Exercise passage →
——————

Remembering a lost generation

Over thirty years ago, the global bleeding disorders community faced a tragedy that made an indelible impact on the lives of many who were left with lasting health consequences.

In the early 1980s, the human immunodeficiency virus (HIV) entered into the blood supply and in turn, many people with hemophilia developed acquired immune deficiency syndrome (AIDs), along with hepatitis C.

Prior to this, there was a sense of optimism emerging regarding hemophilia care. The hopefulness over the availability of new and effective treatments ended as more and more countries experienced HIV contamination within their blood donation supplies. Globally, tens of thousands of people with hemophilia contracted HIV, along with hepatitis, from their treatment products. Since this crisis occurred, great effort has gone into monitoring the blood donation supply to ensure that treatment products are safe and secure through donor screening, testing of plasma pools and the implementation of manufacturing steps that eliminate or inactivate viruses.

Advocacy continues globally to obtain justice for those that were lost and for those that continue to face multiple hardships due to this tragedy. Around the world, many countries have held inquiries, ceremonies, passed legislation, and set up organizations to protect future generations.

As recently as this past November, the French Hemophilia Society (AFH) held a commemoration ceremony marking 30 years since the blood contamination crisis hit France. Together with the French Ministre de la Santé, Marisol Touraine, the AFH reaffirmed its determination not to let this occur again.

The global bleeding disorders community will continue to ensure that this is a chapter from our history will not be forgotten. WFH founder Frank Schnabel was one of the victims of this crisis. His reaffirmation when reflecting on what had happened continues to be inspirational: “We are going to emerge victorious.”

——————

Extracted records →
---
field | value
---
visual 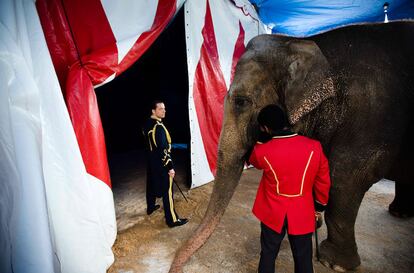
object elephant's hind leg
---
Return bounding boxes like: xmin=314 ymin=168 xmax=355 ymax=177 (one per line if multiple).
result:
xmin=388 ymin=153 xmax=414 ymax=218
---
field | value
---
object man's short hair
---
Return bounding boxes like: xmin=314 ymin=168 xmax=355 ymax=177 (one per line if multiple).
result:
xmin=257 ymin=104 xmax=290 ymax=131
xmin=151 ymin=100 xmax=164 ymax=110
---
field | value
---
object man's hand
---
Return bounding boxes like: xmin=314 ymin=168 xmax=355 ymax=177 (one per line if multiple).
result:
xmin=168 ymin=169 xmax=175 ymax=178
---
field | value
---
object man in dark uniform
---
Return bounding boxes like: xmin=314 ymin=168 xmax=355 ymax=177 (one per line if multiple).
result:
xmin=143 ymin=101 xmax=188 ymax=227
xmin=249 ymin=105 xmax=331 ymax=273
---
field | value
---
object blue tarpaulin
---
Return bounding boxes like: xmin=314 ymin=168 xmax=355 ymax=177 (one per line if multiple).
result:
xmin=250 ymin=0 xmax=414 ymax=37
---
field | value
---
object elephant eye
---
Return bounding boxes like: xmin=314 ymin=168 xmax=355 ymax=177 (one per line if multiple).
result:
xmin=234 ymin=97 xmax=251 ymax=109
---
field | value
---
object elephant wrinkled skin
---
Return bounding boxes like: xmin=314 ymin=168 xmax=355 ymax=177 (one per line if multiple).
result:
xmin=170 ymin=21 xmax=414 ymax=272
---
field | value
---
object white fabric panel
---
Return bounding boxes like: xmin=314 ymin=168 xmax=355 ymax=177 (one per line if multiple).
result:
xmin=101 ymin=0 xmax=158 ymax=63
xmin=0 ymin=0 xmax=116 ymax=273
xmin=184 ymin=0 xmax=214 ymax=188
xmin=185 ymin=0 xmax=265 ymax=187
xmin=210 ymin=0 xmax=264 ymax=89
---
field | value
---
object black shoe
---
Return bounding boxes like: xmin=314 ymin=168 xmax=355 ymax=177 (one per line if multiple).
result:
xmin=167 ymin=218 xmax=188 ymax=228
xmin=147 ymin=205 xmax=160 ymax=215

——————

Tasks and exercises →
- a) In the remembrance article, which organization held a commemoration ceremony marking 30 years since the blood contamination crisis hit France?
- b) Write out the part of the remembrance article between "In the early" and "with hepatitis C.", inclusive.

Results by task →
- a) The French Hemophilia Society (AFH).

- b)
In the early 1980s, the human immunodeficiency virus (HIV) entered into the blood supply and in turn, many people with hemophilia developed acquired immune deficiency syndrome (AIDs), along with hepatitis C.